Study questions:
[1] Condense the paragraph of the devotional text that begins "You may find yourself in some difficult places," keeping its main points.
[2] In the devotional text, which name of God did the writer discover when desperately ill?

Excerpt provided:
══════════════════════════════

You may find yourself in some difficult places and very hard circumstances, but I can assure you that you have never been out of your Heavenly Father’s sight.  There is no place you can go that God will not be.  Whether they are physical places, emotional pits, and spiritual dark caves – God has promised, “I will be with you; I will never leave you nor forsake you.” (Joshua 1:5) The truth is, it’s often in those hard places that we see the God who sees us. Had Hagar not been lost in the wilderness, running from the hard hand of her mistress, she would have never encountered the Lord and come to know Him.  I know this to be true in my life.  So often I have discovered aspects of God that I would have never known had I not been in difficult circumstances.  When I was unable to put food on our table, I discovered Jehovah-Jireth – the Lord who Provides (Gen. 22:8). When I was desperately ill I found Jehovah Rapha – The Lord our Healer (Ps. 103:3). When I was discouraged and fearful, Jehovah Shalom – The Lord is Peace (Jud. 6:23-24) and Yahweh-Tsuri – The Lord my Strength (Ex. 15:2) came to encourage and strengthen me.  If you are in a difficult season, look for God to reveal Himself to you in a new and encouraging way.

Beloved, if He was faithful to a frightened, lost Egyptian slave girl, and He will surely be faithful to you.

══════════════════════════════

Data under study:
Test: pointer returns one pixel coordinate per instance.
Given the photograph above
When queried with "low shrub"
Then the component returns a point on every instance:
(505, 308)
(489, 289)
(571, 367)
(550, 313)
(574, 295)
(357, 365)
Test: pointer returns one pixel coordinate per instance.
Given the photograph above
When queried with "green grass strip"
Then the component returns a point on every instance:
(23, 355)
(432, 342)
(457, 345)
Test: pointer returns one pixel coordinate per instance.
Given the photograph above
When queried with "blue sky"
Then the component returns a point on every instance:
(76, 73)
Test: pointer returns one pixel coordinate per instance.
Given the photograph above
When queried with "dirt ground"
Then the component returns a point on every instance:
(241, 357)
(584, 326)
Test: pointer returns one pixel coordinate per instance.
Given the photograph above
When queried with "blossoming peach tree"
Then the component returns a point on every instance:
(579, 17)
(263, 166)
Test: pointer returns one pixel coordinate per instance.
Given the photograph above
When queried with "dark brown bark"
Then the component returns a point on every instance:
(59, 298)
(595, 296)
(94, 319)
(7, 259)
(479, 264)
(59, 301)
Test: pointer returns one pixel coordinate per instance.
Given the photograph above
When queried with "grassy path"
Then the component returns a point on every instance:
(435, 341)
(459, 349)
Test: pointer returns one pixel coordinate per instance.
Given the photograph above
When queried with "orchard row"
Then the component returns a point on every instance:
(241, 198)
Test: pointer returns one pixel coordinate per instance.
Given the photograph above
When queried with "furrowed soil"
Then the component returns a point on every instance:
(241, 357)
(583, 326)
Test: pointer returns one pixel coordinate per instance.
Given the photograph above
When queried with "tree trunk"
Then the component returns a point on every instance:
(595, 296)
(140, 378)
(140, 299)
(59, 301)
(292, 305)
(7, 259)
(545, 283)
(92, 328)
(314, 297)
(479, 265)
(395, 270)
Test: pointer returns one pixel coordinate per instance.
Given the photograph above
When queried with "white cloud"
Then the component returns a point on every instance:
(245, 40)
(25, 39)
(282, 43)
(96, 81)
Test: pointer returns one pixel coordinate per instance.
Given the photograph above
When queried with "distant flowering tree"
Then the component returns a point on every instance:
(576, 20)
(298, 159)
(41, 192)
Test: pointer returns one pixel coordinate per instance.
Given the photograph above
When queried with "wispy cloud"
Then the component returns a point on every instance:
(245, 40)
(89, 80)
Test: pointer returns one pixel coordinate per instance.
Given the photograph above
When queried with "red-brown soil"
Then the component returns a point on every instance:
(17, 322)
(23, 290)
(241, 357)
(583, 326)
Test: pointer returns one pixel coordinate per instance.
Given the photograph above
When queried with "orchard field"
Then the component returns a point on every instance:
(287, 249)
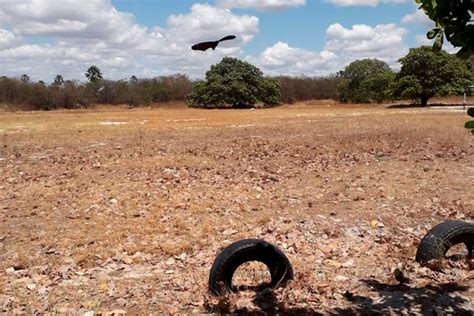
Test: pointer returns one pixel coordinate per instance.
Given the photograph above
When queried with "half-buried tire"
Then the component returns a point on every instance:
(240, 252)
(442, 237)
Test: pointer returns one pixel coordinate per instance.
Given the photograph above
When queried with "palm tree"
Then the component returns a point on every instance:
(93, 74)
(58, 80)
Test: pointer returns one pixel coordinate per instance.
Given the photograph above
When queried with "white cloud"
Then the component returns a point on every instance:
(94, 32)
(261, 4)
(384, 42)
(281, 59)
(420, 18)
(7, 39)
(369, 3)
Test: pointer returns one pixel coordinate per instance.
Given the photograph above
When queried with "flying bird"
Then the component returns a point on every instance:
(206, 45)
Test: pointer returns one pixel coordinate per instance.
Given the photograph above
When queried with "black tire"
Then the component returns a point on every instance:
(440, 238)
(234, 255)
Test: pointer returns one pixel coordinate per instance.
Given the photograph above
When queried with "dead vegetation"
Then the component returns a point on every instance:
(129, 214)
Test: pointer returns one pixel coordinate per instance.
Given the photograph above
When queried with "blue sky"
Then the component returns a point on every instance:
(150, 38)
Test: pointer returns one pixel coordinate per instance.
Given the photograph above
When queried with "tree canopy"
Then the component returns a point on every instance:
(234, 83)
(365, 80)
(425, 74)
(93, 74)
(453, 19)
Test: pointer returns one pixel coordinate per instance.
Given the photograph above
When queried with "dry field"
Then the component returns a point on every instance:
(125, 210)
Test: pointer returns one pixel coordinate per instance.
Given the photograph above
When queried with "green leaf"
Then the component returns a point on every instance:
(465, 53)
(432, 33)
(438, 44)
(469, 124)
(470, 112)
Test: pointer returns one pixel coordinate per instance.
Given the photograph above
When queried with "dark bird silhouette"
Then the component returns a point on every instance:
(206, 45)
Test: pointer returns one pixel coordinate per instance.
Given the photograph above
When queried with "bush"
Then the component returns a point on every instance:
(425, 74)
(364, 81)
(234, 83)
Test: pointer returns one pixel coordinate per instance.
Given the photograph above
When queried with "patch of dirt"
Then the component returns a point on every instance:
(130, 217)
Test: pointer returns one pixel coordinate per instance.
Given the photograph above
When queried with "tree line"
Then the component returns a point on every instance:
(234, 83)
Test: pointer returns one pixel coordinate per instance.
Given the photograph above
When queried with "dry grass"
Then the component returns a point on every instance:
(143, 199)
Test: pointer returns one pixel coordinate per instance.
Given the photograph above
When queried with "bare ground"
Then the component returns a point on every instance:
(126, 209)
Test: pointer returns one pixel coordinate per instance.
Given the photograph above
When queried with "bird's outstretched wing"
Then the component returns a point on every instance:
(206, 45)
(227, 38)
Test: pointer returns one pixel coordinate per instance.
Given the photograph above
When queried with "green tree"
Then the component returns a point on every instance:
(365, 80)
(234, 83)
(58, 80)
(93, 74)
(133, 79)
(425, 74)
(453, 19)
(25, 78)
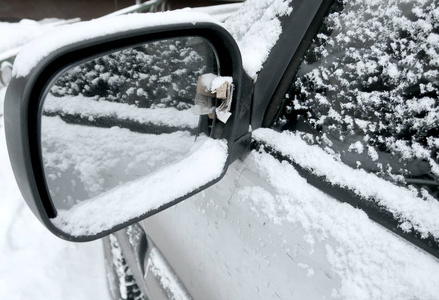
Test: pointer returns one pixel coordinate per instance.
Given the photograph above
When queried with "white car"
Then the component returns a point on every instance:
(290, 152)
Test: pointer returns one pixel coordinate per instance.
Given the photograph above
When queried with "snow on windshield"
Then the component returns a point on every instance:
(256, 28)
(35, 51)
(371, 262)
(405, 204)
(367, 94)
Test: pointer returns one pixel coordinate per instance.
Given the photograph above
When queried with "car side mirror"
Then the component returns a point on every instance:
(107, 125)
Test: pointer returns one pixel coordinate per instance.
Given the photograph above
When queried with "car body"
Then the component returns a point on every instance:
(336, 194)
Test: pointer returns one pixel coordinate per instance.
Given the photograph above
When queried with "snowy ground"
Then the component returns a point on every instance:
(34, 264)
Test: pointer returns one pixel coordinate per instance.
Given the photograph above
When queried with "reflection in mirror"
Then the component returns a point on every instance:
(123, 124)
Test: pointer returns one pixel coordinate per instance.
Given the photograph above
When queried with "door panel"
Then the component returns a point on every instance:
(221, 249)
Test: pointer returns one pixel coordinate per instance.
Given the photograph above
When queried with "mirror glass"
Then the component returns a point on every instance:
(119, 135)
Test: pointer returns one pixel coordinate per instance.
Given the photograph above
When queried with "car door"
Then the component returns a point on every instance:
(274, 226)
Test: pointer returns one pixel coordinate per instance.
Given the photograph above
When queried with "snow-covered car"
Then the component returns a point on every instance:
(290, 152)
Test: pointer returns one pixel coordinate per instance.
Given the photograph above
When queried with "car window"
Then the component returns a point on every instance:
(367, 91)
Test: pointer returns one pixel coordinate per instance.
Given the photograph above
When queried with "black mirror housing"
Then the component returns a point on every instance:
(23, 107)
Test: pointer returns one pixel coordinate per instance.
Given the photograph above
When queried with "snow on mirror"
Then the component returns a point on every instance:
(120, 135)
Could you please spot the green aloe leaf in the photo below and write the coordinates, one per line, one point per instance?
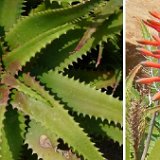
(154, 155)
(14, 60)
(42, 142)
(41, 22)
(10, 11)
(53, 118)
(12, 135)
(83, 99)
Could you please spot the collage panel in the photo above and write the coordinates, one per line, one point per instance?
(61, 79)
(142, 80)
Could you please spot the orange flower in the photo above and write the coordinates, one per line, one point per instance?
(148, 80)
(153, 24)
(155, 14)
(145, 52)
(149, 42)
(151, 64)
(156, 96)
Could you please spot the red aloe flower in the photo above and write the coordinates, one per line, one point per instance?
(155, 54)
(153, 24)
(145, 52)
(151, 64)
(155, 14)
(149, 42)
(148, 80)
(156, 96)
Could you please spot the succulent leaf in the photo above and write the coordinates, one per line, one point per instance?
(54, 121)
(12, 10)
(77, 96)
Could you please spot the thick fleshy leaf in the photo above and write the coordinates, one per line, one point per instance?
(83, 99)
(53, 118)
(41, 22)
(13, 134)
(19, 56)
(154, 155)
(10, 11)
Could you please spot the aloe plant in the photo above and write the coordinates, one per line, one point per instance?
(143, 98)
(44, 97)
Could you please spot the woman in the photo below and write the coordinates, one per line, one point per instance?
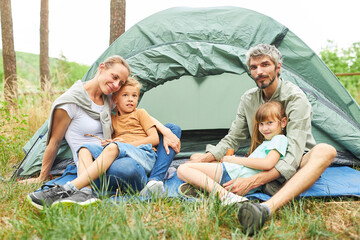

══════════════════════════════

Answers to each task:
[1] No matter how hard the place or circumstance, whether physical, emotional, or spiritual, you are never out of God's sight, for He has promised, "I will be with you; I will never leave you nor forsake you" (Joshua 1:5). Hard places are often where we see the God who sees us. Hagar met the Lord only because she was lost in the wilderness, fleeing her mistress. The writer likewise came to know God through hardship: as Jehovah-Jireth, the Lord who Provides (Gen. 22:8), when unable to put food on the table; as Jehovah Rapha, the Lord our Healer (Ps. 103:3), when desperately ill; and as Jehovah Shalom, the Lord is Peace (Jud. 6:23-24), and Yahweh-Tsuri, the Lord my Strength (Ex. 15:2), when discouraged and fearful. In a difficult season, look for God to reveal Himself in a new and encouraging way.

[2] Jehovah Rapha, the Lord our Healer (Ps. 103:3).